__Material for this exercise__
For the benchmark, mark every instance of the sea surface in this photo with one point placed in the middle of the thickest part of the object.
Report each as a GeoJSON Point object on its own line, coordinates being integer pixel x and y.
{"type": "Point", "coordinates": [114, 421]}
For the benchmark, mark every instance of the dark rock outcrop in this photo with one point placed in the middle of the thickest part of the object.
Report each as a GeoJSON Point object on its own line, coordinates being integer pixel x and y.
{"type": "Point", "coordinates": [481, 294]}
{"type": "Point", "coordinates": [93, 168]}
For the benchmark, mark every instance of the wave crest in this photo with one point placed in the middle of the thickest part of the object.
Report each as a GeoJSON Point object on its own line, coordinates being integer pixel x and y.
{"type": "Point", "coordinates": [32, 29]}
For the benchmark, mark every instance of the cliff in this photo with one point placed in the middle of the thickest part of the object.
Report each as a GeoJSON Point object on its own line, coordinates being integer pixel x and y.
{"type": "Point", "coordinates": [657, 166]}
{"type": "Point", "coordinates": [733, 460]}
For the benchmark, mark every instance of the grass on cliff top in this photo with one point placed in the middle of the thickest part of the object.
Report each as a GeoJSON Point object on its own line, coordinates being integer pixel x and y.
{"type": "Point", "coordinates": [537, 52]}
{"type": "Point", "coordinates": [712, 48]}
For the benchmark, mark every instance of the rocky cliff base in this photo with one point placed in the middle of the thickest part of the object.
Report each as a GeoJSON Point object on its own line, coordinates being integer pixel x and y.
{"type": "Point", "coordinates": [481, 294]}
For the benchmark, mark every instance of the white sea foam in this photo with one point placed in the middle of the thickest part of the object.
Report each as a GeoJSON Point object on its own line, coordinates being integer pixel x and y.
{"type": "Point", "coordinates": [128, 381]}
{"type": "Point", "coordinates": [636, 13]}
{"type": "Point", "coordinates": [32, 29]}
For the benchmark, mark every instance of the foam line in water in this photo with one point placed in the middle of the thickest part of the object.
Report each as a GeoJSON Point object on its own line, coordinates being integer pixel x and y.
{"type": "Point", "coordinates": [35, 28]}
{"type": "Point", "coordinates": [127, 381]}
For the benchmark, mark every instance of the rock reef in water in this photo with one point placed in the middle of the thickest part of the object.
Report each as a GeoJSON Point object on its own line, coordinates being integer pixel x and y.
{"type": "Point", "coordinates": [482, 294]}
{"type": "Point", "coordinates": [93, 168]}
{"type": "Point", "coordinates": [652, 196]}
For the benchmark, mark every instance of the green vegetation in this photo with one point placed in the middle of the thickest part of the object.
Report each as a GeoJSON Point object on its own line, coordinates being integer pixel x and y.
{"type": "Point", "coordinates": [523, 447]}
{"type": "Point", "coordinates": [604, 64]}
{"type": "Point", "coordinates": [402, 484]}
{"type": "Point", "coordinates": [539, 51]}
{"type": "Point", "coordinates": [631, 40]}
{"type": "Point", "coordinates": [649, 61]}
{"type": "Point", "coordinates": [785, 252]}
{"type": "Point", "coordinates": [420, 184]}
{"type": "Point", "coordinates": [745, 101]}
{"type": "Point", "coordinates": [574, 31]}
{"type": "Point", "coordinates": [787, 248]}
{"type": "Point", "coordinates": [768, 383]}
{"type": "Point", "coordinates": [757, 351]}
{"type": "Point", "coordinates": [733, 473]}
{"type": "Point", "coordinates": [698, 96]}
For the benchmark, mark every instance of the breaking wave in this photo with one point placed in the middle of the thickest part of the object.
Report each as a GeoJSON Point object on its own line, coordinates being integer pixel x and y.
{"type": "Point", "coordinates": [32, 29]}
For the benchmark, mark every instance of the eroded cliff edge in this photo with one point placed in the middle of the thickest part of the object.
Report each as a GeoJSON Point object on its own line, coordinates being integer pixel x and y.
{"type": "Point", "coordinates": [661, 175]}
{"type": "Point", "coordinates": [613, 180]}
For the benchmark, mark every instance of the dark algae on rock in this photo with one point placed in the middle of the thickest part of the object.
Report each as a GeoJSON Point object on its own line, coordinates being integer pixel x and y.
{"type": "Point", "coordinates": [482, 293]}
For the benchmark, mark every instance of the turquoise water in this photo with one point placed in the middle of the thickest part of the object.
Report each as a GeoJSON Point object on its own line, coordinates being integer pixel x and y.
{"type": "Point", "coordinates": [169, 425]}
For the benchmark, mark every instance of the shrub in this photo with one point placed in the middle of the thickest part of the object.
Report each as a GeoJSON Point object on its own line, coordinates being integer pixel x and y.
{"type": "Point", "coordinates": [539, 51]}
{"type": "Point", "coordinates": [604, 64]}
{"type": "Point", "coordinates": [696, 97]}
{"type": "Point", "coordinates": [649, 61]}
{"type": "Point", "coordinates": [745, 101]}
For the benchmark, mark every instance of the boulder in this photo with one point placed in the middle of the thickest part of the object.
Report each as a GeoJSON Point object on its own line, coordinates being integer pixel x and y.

__Exercise objective__
Rewrite all the entries above with "thickest part" replaced by "widest part" wherever it occurs, keeping every other word the same.

__Full solution__
For the benchmark, mark every instance of the sea surface in this photo with one point placed in the middle of the widest part of the object.
Report each as a GeoJSON Point object on its own line, coordinates being integer pixel x and y.
{"type": "Point", "coordinates": [114, 421]}
For the benchmark, mark every instance of the dark rock outcrop in this photo with one point placed in the middle of the widest part of the object.
Report each as a GeoJSON Point object on its own line, coordinates being integer pixel x and y.
{"type": "Point", "coordinates": [481, 294]}
{"type": "Point", "coordinates": [93, 168]}
For the benchmark, mark every instance of the wave crest in this photo with one point placed in the middle of the widest part of the object.
Report each as a GeoJSON Point object on its own line, coordinates being integer pixel x and y.
{"type": "Point", "coordinates": [32, 29]}
For the benchmark, mark every instance of the cliff in this photo with one point placed in the middle of the widest part of the object.
Report each as a GeoJSON Point object on its own line, coordinates being integer pixel x and y.
{"type": "Point", "coordinates": [657, 166]}
{"type": "Point", "coordinates": [733, 460]}
For the benchmark, mark every instance of the grass on cliff top in this photo with one point placed in the middle of the widest part of the object.
Report each as a GeoJSON Point object on its own line, coordinates being integer pixel x and y.
{"type": "Point", "coordinates": [537, 52]}
{"type": "Point", "coordinates": [712, 48]}
For the benchmark, mark every instance of the rocky cliff base in this photo with one point placed in the middle of the widest part of the object.
Report each as a GeoJSON Point object on its own line, coordinates being integer pixel x and y.
{"type": "Point", "coordinates": [481, 294]}
For the benchmark, mark every instance of the white sea foam in this photo with one point placed in the middle of the widest part of the object.
Report each as a GeoJSON Point object on its own line, coordinates being integer pixel x and y.
{"type": "Point", "coordinates": [128, 381]}
{"type": "Point", "coordinates": [636, 13]}
{"type": "Point", "coordinates": [32, 29]}
For the benchmark, mark every instance of the foam line in water in this photo with one point placed in the middle of the widest part of the object.
Report each as a GeoJSON Point object on its own line, coordinates being integer pixel x and y.
{"type": "Point", "coordinates": [35, 28]}
{"type": "Point", "coordinates": [127, 381]}
For the benchmark, mark every instance of the rock reef in water in this photo with one point placed in the middle of the widest part of the object.
Report each as a GeoJSON Point object on its own line, coordinates being integer pixel x and y.
{"type": "Point", "coordinates": [482, 294]}
{"type": "Point", "coordinates": [93, 168]}
{"type": "Point", "coordinates": [652, 196]}
For the benchmark, mark every instance of the green vegetation in this photo with one point placed in the middle of the widest part of the object.
Report each as a GeoJSON Point object on its own line, coordinates being integer pixel x and y.
{"type": "Point", "coordinates": [523, 447]}
{"type": "Point", "coordinates": [604, 64]}
{"type": "Point", "coordinates": [402, 484]}
{"type": "Point", "coordinates": [539, 51]}
{"type": "Point", "coordinates": [631, 40]}
{"type": "Point", "coordinates": [649, 61]}
{"type": "Point", "coordinates": [785, 252]}
{"type": "Point", "coordinates": [420, 184]}
{"type": "Point", "coordinates": [745, 101]}
{"type": "Point", "coordinates": [574, 31]}
{"type": "Point", "coordinates": [787, 248]}
{"type": "Point", "coordinates": [768, 383]}
{"type": "Point", "coordinates": [757, 351]}
{"type": "Point", "coordinates": [733, 473]}
{"type": "Point", "coordinates": [698, 96]}
For the benchmark, mark every instance of the breaking wave in this photo with one point placed in the middle of the widest part of the object.
Report each as a GeoJSON Point object on its own line, coordinates being integer pixel x and y.
{"type": "Point", "coordinates": [32, 29]}
For the benchmark, mark every instance of the eroded cliff edge in this photo with one point placed in the middle of the widest part of the object.
Report each as a GeoJSON Point object on its own line, coordinates being integer pixel x and y.
{"type": "Point", "coordinates": [661, 175]}
{"type": "Point", "coordinates": [613, 180]}
For the benchmark, mark every instance of the dark algae on rock in this photo with one point placed in the middle of the widest part of the object.
Report each as a GeoJSON Point object on its own line, coordinates being integer pixel x and y.
{"type": "Point", "coordinates": [482, 293]}
For the benchmark, mark every instance of the turquoise water in this photo with one point placed in the middle of the widest part of the object.
Report each as a GeoJSON Point object on its own line, coordinates being integer pixel x and y.
{"type": "Point", "coordinates": [169, 425]}
For the benchmark, mark every instance of the shrub in this photo with one point placed in the middle of the widest part of the object.
Report each as a GeoJSON Point object on its own line, coordinates being integer pixel x and y.
{"type": "Point", "coordinates": [539, 51]}
{"type": "Point", "coordinates": [604, 64]}
{"type": "Point", "coordinates": [696, 97]}
{"type": "Point", "coordinates": [649, 61]}
{"type": "Point", "coordinates": [745, 101]}
For the benchmark, mark every instance of the boulder in this photo with one point placed in the middle of the widest part of the object.
Report each as a GeoJSON Point object on its own line, coordinates being integer pixel x and y.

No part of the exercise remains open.